Try it: Skip every line before the one containing "negative clicks: (64, 27)", then copy that line and the rest of the entries below exactly, through the last line.

##### Input

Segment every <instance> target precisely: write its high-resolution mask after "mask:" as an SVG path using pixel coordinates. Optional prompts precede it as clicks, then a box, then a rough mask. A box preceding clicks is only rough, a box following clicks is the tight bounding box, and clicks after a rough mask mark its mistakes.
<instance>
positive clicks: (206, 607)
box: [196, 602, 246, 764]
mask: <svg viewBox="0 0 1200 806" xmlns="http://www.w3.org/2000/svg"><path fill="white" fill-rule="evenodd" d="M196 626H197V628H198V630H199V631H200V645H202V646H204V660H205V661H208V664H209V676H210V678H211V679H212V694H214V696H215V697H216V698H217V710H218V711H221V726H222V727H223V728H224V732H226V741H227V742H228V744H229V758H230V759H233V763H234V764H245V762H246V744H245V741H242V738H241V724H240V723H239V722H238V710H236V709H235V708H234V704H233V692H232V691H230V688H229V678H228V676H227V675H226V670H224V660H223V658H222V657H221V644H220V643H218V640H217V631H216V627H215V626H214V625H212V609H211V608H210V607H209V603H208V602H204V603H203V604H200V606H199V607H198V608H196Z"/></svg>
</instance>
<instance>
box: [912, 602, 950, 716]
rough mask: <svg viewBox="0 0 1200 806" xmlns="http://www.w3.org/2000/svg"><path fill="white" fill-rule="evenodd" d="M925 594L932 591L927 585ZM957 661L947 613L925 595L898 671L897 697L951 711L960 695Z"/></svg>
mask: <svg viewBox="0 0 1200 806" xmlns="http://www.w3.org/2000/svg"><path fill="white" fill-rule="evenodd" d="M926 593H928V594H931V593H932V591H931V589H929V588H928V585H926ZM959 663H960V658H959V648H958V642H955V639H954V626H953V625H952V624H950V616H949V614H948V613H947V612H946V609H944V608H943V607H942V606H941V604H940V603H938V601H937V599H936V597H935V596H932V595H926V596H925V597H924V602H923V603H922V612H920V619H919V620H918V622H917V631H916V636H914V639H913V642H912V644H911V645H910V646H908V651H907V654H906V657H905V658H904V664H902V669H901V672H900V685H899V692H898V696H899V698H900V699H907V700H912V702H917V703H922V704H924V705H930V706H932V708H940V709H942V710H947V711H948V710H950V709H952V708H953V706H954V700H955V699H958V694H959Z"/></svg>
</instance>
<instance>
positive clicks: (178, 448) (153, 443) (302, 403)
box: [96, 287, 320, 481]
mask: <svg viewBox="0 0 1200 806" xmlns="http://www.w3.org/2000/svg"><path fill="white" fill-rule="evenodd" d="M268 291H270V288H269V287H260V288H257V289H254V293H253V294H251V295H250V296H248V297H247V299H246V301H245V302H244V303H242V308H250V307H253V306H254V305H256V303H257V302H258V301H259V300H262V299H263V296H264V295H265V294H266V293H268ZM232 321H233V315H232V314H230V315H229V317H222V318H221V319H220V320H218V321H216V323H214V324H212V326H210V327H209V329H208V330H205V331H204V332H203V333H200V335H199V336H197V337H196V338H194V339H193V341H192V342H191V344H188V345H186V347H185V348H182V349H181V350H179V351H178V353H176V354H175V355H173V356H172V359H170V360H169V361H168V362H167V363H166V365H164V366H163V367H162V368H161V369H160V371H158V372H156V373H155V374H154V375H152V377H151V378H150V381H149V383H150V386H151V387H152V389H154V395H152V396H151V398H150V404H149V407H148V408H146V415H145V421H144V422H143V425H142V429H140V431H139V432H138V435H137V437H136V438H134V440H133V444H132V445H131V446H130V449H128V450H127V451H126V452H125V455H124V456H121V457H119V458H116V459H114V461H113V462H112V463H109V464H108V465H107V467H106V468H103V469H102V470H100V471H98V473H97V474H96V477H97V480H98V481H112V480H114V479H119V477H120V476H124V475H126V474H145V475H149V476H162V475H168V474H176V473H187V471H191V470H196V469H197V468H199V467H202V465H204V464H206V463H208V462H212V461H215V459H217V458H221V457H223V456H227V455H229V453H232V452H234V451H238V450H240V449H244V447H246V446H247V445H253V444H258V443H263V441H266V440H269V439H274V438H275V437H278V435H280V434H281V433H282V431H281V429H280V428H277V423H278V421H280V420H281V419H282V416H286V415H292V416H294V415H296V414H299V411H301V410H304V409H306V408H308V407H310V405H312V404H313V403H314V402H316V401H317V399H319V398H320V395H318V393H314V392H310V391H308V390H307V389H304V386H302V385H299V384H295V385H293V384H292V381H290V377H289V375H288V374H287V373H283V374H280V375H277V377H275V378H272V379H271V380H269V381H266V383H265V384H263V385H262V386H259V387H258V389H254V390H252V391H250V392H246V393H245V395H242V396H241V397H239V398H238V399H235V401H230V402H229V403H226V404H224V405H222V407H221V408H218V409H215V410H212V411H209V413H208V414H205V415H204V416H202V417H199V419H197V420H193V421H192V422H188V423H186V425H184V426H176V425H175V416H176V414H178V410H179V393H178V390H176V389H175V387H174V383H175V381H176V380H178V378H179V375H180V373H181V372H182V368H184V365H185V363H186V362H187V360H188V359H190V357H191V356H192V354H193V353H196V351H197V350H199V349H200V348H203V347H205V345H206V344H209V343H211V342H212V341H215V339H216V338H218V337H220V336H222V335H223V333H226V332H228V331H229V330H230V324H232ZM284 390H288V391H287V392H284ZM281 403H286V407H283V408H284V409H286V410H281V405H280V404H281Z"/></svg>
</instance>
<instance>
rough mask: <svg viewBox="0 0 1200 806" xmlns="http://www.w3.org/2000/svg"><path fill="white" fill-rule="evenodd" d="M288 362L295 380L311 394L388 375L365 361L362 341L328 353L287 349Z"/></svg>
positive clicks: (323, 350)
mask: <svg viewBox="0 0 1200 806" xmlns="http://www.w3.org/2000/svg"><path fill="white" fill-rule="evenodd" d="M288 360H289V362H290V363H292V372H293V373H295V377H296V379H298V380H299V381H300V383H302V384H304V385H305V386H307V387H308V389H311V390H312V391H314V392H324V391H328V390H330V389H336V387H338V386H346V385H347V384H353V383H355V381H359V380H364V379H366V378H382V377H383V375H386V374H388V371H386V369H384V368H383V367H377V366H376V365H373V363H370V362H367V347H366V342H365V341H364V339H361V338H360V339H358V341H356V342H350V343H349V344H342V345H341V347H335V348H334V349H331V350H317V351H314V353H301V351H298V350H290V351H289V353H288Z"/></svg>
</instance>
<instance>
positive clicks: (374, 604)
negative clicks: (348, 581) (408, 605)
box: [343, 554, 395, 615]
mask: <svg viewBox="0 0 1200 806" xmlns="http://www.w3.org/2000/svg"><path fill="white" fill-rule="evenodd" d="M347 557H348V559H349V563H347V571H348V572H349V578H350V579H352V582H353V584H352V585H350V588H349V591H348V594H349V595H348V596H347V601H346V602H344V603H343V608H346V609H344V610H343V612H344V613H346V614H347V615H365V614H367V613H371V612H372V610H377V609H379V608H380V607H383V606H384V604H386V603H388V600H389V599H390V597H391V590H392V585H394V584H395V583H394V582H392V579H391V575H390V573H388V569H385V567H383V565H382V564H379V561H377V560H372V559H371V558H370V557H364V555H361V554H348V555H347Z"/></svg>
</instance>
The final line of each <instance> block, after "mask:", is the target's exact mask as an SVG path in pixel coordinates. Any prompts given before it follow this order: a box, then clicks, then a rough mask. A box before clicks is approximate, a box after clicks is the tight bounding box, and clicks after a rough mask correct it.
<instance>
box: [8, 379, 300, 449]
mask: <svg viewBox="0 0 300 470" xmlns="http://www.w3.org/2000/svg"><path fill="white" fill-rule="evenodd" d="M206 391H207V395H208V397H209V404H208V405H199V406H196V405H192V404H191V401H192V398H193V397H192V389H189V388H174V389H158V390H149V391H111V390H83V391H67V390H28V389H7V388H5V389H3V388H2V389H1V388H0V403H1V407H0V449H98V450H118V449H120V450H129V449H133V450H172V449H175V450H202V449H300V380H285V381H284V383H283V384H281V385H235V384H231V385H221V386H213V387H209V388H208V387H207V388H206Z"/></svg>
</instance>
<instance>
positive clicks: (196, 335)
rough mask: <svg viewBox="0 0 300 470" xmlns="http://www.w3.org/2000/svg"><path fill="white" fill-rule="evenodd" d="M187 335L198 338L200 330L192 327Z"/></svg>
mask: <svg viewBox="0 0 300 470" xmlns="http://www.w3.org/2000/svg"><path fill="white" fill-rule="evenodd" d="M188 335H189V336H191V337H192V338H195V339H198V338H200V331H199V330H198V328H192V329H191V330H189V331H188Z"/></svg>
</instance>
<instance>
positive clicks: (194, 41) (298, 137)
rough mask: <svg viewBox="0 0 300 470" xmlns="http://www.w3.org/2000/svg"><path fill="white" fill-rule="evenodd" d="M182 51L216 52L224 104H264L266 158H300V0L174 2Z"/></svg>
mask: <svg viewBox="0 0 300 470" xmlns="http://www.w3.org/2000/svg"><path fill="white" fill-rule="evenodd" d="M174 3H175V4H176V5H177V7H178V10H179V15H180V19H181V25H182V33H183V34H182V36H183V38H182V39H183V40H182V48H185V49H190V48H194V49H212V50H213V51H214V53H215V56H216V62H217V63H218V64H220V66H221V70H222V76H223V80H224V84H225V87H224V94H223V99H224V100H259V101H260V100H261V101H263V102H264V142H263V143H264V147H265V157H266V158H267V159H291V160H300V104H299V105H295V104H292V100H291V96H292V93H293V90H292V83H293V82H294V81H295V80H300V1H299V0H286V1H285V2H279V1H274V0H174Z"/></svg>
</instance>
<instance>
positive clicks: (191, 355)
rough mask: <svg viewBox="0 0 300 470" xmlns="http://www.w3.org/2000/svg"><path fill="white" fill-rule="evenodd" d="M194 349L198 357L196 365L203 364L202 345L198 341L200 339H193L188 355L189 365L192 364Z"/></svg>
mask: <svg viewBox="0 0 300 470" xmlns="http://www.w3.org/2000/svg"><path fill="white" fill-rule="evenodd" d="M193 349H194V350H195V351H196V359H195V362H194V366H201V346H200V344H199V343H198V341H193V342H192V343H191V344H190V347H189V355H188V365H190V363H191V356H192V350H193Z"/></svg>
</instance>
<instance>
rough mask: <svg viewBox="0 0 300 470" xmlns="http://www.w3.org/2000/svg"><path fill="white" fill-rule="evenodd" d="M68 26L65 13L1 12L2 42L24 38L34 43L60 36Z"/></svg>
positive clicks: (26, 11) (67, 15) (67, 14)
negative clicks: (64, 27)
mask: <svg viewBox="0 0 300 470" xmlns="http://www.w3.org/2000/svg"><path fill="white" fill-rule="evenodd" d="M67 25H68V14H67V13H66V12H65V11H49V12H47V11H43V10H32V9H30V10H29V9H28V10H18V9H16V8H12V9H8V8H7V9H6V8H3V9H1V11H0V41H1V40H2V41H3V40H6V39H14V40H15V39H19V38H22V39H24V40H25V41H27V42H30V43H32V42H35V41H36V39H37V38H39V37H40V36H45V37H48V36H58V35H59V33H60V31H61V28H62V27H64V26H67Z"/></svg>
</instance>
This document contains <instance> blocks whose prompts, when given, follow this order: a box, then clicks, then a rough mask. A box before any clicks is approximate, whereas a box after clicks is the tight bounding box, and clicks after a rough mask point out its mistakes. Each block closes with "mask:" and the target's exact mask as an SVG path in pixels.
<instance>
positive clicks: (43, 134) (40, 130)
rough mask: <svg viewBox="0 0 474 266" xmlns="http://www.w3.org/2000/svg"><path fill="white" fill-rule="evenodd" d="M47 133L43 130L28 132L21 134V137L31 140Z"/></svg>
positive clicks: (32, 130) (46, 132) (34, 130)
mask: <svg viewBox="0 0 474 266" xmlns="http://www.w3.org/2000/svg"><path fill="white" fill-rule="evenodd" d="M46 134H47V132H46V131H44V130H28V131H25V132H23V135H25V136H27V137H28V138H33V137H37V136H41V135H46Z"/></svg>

##########

Exercise output:
negative clicks: (64, 27)
mask: <svg viewBox="0 0 300 470" xmlns="http://www.w3.org/2000/svg"><path fill="white" fill-rule="evenodd" d="M67 25H68V14H67V13H66V12H65V11H49V12H47V11H43V10H32V9H30V10H29V9H28V10H18V9H16V8H12V9H8V8H7V9H6V8H3V9H1V11H0V41H1V40H2V41H3V40H6V39H14V40H15V39H19V38H22V39H24V40H25V41H27V42H30V43H32V42H35V41H36V39H37V38H39V37H40V36H45V37H48V36H58V35H59V33H60V31H61V28H62V27H64V26H67Z"/></svg>
</instance>
This document contains <instance> blocks whose prompts, when given, follow this order: a box, then clicks, then a rough mask. A box before any clicks is approximate, whereas a box after clicks is the tight bounding box, and clicks after a rough mask point out its mistakes. Each block closes with "mask:" and the target's exact mask as an SVG path in pixels.
<instance>
positive clicks: (43, 134) (40, 130)
rough mask: <svg viewBox="0 0 474 266" xmlns="http://www.w3.org/2000/svg"><path fill="white" fill-rule="evenodd" d="M47 133L43 130L28 132L21 134V137L31 140Z"/></svg>
positive clicks: (32, 130) (46, 132) (34, 130)
mask: <svg viewBox="0 0 474 266" xmlns="http://www.w3.org/2000/svg"><path fill="white" fill-rule="evenodd" d="M46 134H47V132H46V131H44V130H28V131H25V132H23V135H25V136H27V137H28V138H33V137H37V136H41V135H46Z"/></svg>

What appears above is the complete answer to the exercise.